BEGIN Extracted records

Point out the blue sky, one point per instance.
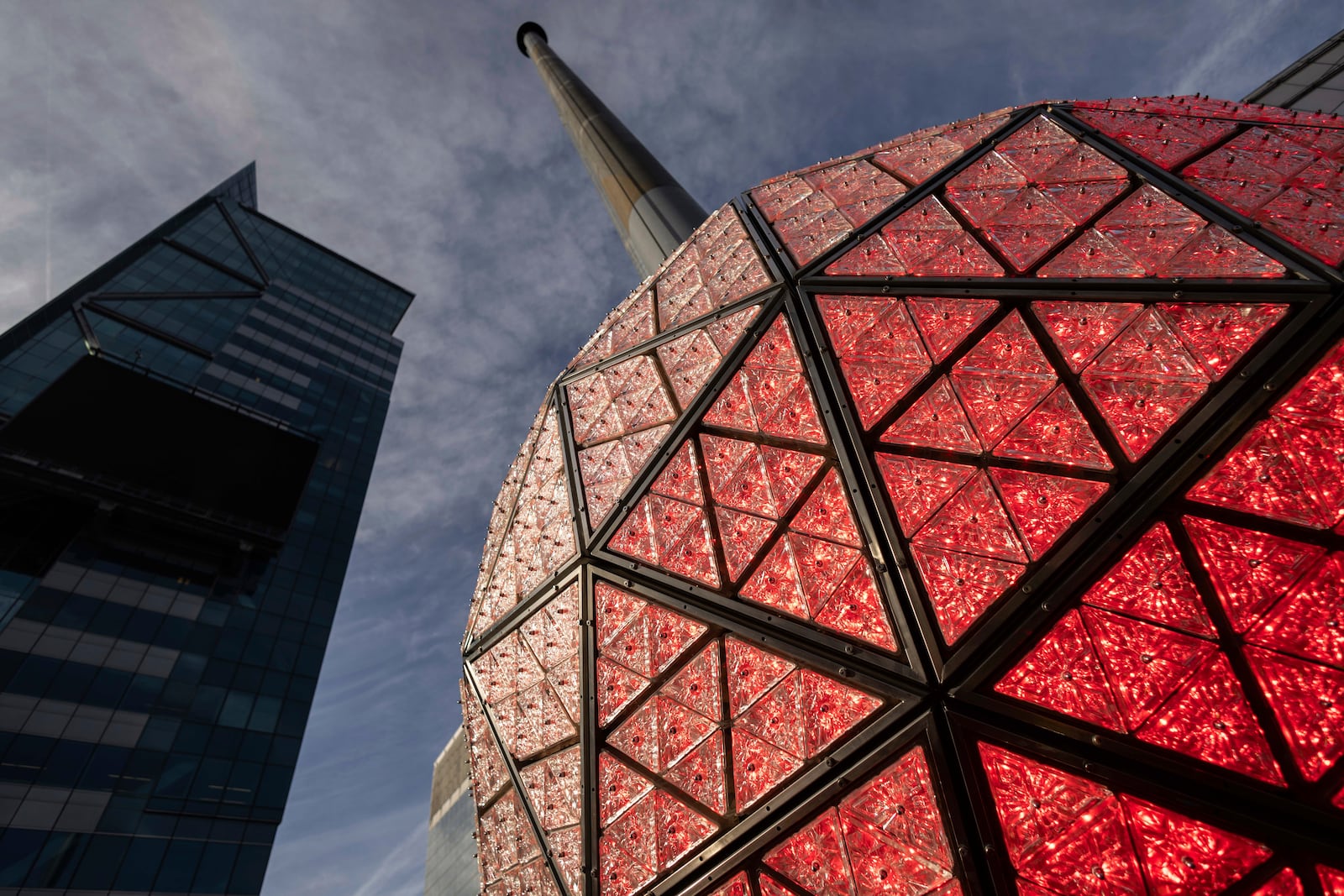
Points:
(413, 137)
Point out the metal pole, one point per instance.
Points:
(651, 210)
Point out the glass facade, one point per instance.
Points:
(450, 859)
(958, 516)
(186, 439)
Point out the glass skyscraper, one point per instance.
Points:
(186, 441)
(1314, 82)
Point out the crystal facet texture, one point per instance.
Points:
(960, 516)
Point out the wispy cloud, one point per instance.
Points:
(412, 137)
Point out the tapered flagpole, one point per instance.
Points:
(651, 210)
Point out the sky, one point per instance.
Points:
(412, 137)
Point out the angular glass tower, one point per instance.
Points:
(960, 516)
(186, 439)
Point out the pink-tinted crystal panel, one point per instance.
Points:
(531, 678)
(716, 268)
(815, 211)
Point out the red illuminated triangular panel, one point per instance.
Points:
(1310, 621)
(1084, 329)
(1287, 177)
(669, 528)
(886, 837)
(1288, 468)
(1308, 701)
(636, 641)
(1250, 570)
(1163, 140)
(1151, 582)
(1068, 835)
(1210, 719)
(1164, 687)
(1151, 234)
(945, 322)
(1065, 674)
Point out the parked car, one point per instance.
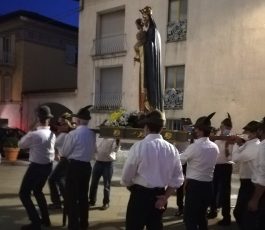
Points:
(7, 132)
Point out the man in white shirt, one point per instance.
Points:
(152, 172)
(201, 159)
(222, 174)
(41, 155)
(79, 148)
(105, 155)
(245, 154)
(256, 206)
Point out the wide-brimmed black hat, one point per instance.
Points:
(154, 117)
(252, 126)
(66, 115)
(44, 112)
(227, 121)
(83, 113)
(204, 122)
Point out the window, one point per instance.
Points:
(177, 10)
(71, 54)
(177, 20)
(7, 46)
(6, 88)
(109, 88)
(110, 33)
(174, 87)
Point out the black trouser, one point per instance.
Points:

END Extracted records

Exercise details » Give every line of the records above again, exactly, and omit the pictures.

Reply to the task »
Point out the blue sky, one point per instance.
Points:
(413, 137)
Point out the metal pole, one point per instance.
Points:
(651, 210)
Point out the glass facade, one point per instance.
Points:
(450, 859)
(958, 516)
(186, 439)
Point out the glass skyscraper, one point per instance.
Points:
(186, 441)
(1314, 82)
Point out the crystal facet texture, one point per instance.
Points:
(960, 516)
Point out the wispy cloud, one point per instance.
Points:
(412, 137)
Point out the tapered flagpole, one point per instance.
Points:
(651, 210)
Point out the sky, one point per instance.
Points:
(412, 137)
Point out the angular glass tower, one point per instance.
Points:
(960, 516)
(186, 439)
Point out the pink-tinted crystal panel, one point per instance.
Points:
(531, 678)
(716, 268)
(815, 211)
Point out the red illuminated triangular panel, one point per instance.
Points:
(1310, 621)
(1084, 329)
(1287, 177)
(669, 528)
(886, 837)
(1288, 468)
(1308, 701)
(636, 641)
(1250, 570)
(1163, 140)
(1151, 582)
(1068, 835)
(1210, 719)
(1164, 687)
(1151, 234)
(945, 322)
(1065, 674)
Point out the parked car, one point per instance.
Points:
(7, 132)
Point out the man in white shirt, one point per instance.
Points:
(152, 172)
(201, 159)
(222, 174)
(41, 155)
(79, 148)
(105, 155)
(245, 154)
(256, 206)
Point out the wide-brimmed black hat, one point per instance.
Points:
(154, 117)
(252, 126)
(66, 115)
(44, 112)
(227, 121)
(83, 113)
(204, 122)
Point out the window, one point per instance.
Points:
(177, 10)
(71, 54)
(177, 20)
(7, 46)
(6, 88)
(109, 88)
(110, 33)
(174, 87)
Point out the black trouser, one point per instance.
Points:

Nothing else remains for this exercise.